Gather every line in the items below that contains the string "canopy". Case counts.

# # # # #

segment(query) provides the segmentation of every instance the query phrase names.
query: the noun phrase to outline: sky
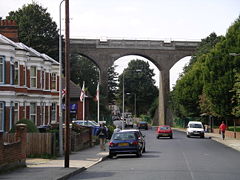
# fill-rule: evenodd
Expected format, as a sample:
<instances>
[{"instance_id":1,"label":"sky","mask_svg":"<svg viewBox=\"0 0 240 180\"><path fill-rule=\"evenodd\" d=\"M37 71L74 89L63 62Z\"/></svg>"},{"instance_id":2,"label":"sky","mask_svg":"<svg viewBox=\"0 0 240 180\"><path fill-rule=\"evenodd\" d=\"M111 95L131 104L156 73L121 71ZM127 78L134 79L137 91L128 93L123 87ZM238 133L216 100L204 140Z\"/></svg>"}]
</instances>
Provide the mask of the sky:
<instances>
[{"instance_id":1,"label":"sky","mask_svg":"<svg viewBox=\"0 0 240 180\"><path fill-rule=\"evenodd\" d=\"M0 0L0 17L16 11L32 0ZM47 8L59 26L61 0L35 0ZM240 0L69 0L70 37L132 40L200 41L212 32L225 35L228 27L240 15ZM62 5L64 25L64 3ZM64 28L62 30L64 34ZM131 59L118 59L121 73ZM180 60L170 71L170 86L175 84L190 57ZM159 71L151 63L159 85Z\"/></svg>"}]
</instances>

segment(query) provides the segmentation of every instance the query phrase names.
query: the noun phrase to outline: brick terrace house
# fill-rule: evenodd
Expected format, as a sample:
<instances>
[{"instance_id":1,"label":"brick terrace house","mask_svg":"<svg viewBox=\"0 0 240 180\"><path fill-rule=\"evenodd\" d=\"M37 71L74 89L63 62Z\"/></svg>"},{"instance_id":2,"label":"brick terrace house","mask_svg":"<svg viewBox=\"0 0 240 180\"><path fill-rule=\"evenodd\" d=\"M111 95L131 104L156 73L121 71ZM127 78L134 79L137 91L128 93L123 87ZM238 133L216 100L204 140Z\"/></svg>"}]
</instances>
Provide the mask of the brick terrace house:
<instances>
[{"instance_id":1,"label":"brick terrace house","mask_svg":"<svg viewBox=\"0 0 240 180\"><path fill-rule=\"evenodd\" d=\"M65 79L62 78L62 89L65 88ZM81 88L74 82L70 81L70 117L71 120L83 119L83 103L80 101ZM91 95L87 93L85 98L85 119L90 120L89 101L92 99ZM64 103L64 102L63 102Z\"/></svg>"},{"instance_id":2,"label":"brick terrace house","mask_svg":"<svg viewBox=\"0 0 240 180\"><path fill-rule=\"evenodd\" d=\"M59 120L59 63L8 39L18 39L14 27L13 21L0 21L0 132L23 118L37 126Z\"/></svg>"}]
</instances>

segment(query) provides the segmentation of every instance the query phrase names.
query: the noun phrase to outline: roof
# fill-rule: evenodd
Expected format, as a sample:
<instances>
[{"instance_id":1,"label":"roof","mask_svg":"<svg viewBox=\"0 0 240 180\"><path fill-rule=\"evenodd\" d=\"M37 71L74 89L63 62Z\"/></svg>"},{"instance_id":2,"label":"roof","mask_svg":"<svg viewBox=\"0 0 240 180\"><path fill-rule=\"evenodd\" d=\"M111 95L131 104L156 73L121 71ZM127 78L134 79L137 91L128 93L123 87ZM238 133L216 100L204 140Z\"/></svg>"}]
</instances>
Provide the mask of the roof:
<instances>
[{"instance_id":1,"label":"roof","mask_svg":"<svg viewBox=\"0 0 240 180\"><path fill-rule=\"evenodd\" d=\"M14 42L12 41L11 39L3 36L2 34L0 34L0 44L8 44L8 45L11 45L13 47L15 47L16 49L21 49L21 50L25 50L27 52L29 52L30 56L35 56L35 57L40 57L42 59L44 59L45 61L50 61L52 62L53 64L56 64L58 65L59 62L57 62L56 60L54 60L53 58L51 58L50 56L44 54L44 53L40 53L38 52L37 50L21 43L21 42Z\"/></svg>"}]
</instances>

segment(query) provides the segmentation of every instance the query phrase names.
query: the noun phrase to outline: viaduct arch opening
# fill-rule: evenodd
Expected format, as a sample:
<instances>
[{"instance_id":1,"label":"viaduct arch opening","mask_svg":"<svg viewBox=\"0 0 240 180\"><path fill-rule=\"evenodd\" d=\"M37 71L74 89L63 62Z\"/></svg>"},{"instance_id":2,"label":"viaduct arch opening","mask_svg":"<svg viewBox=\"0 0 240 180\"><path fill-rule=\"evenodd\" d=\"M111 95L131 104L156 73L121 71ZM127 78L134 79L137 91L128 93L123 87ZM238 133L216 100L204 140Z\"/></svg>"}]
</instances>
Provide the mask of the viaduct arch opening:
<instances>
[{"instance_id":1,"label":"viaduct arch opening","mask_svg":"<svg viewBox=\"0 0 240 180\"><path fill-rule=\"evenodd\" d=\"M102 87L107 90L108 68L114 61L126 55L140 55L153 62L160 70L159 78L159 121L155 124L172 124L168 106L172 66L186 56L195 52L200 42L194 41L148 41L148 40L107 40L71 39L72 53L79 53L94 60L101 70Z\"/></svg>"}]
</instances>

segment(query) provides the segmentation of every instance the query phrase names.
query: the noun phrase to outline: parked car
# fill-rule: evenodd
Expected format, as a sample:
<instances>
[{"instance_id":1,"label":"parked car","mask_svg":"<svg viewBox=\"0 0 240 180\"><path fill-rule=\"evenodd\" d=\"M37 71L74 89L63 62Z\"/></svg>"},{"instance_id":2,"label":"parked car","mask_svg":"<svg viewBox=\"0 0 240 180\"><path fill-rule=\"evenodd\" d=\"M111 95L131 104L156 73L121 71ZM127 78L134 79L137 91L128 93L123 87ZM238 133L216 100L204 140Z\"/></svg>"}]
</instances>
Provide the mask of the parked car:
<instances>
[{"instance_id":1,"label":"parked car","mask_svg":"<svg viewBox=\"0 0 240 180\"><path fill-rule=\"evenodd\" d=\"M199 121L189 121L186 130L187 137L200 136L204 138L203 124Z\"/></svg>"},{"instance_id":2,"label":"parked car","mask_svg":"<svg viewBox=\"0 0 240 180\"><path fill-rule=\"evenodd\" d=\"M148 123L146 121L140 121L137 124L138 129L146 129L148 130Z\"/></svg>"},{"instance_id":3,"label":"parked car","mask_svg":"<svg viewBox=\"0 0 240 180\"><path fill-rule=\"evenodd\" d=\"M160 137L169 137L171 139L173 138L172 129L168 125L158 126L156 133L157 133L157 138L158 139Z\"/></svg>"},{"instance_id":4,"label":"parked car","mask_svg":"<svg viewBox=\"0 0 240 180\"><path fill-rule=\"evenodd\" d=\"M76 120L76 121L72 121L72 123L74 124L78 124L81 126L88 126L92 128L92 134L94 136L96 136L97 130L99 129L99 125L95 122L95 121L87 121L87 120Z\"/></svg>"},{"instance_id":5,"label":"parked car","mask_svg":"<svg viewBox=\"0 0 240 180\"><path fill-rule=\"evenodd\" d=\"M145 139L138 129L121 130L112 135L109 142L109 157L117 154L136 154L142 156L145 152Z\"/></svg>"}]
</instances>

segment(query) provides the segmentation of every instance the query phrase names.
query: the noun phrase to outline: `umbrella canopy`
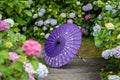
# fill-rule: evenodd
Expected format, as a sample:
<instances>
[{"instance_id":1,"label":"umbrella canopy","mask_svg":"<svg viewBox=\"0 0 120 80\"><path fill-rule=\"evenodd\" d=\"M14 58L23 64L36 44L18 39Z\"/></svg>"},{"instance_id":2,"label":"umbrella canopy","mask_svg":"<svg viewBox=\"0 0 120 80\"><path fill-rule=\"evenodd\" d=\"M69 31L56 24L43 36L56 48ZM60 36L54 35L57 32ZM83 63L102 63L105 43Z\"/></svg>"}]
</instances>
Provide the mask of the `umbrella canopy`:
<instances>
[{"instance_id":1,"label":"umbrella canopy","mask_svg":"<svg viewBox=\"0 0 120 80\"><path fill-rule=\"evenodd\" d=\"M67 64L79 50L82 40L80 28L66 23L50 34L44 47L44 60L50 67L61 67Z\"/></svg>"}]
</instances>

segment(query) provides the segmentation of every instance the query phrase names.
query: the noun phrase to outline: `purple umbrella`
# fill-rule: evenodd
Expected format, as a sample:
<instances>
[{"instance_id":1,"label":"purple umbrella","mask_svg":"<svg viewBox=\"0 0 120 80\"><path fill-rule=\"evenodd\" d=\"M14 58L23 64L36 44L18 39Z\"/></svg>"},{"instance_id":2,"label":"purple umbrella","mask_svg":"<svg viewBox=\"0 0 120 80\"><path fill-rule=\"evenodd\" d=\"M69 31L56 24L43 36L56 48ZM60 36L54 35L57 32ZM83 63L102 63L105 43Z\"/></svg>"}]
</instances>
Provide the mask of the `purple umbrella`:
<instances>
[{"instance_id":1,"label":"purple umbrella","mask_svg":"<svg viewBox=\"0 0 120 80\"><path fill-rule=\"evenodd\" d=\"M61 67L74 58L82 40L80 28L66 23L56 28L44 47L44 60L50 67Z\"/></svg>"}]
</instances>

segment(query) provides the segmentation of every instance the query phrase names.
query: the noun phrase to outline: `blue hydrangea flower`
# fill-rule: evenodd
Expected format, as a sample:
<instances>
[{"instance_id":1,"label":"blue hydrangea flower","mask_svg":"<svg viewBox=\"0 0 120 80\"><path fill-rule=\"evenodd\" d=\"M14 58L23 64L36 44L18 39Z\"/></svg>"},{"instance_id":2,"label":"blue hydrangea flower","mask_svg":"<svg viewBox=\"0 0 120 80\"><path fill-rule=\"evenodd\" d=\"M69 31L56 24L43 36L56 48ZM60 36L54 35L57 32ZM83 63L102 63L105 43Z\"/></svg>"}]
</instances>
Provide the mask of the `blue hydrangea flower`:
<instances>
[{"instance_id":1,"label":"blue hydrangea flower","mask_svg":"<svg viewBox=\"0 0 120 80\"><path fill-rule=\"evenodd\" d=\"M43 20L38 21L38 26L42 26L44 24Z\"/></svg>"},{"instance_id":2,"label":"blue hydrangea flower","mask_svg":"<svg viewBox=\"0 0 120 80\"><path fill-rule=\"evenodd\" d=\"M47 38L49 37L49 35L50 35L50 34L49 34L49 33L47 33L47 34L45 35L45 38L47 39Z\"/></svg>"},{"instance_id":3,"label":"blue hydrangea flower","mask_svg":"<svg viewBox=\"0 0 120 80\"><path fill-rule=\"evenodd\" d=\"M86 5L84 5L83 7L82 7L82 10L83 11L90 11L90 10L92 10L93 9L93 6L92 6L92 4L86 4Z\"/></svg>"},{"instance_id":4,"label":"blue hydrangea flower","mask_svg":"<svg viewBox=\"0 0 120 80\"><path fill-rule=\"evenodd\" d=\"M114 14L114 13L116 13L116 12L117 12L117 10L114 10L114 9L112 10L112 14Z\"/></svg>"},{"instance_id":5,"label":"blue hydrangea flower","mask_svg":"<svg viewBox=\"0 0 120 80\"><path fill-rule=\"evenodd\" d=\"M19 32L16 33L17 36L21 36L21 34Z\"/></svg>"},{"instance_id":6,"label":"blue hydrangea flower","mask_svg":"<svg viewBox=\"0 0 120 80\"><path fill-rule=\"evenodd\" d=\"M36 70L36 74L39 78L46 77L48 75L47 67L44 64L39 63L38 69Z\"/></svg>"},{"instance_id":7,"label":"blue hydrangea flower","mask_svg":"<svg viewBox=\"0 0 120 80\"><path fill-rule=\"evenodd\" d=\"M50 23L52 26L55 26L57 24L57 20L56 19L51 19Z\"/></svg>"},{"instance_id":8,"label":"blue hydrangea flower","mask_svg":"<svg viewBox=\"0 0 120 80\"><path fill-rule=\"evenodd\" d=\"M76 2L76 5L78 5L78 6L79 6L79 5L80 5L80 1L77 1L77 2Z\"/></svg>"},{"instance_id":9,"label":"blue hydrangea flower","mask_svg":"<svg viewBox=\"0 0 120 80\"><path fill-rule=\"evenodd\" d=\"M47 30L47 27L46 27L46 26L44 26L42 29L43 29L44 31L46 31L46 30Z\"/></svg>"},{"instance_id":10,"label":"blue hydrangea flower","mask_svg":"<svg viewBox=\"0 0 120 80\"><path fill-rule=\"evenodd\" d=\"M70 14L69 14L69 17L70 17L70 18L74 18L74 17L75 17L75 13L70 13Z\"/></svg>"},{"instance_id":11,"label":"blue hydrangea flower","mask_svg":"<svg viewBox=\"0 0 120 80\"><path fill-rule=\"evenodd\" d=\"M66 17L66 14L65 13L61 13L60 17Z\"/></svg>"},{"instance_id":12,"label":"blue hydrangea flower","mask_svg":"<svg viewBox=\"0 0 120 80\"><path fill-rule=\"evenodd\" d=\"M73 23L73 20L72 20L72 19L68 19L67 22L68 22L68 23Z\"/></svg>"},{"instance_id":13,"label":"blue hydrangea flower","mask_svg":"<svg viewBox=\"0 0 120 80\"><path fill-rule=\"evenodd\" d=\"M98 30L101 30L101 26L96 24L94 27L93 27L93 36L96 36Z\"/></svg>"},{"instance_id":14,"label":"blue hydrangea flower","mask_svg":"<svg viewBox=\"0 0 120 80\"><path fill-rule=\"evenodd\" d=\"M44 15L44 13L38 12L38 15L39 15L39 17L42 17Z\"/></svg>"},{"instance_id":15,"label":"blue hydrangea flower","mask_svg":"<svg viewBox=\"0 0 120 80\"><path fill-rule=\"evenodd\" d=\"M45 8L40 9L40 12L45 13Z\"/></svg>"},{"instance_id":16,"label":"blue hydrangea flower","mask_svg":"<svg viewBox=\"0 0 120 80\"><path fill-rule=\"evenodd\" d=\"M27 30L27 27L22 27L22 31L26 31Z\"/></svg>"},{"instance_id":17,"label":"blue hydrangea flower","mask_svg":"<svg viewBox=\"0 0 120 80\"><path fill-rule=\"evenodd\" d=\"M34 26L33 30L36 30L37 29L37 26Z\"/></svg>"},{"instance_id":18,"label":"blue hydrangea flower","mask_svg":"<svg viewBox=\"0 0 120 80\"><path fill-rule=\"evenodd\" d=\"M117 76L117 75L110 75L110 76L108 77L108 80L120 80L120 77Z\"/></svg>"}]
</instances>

# # # # #

- FULL RESPONSE:
query: the noun phrase to outline: `umbrella canopy`
[{"instance_id":1,"label":"umbrella canopy","mask_svg":"<svg viewBox=\"0 0 120 80\"><path fill-rule=\"evenodd\" d=\"M14 58L23 64L36 44L18 39Z\"/></svg>"},{"instance_id":2,"label":"umbrella canopy","mask_svg":"<svg viewBox=\"0 0 120 80\"><path fill-rule=\"evenodd\" d=\"M69 31L56 24L43 36L56 48ZM60 36L54 35L57 32ZM83 63L102 63L105 43Z\"/></svg>"}]
Provide the mask of the `umbrella canopy`:
[{"instance_id":1,"label":"umbrella canopy","mask_svg":"<svg viewBox=\"0 0 120 80\"><path fill-rule=\"evenodd\" d=\"M67 64L79 50L82 40L80 28L66 23L50 34L44 47L44 60L50 67L61 67Z\"/></svg>"}]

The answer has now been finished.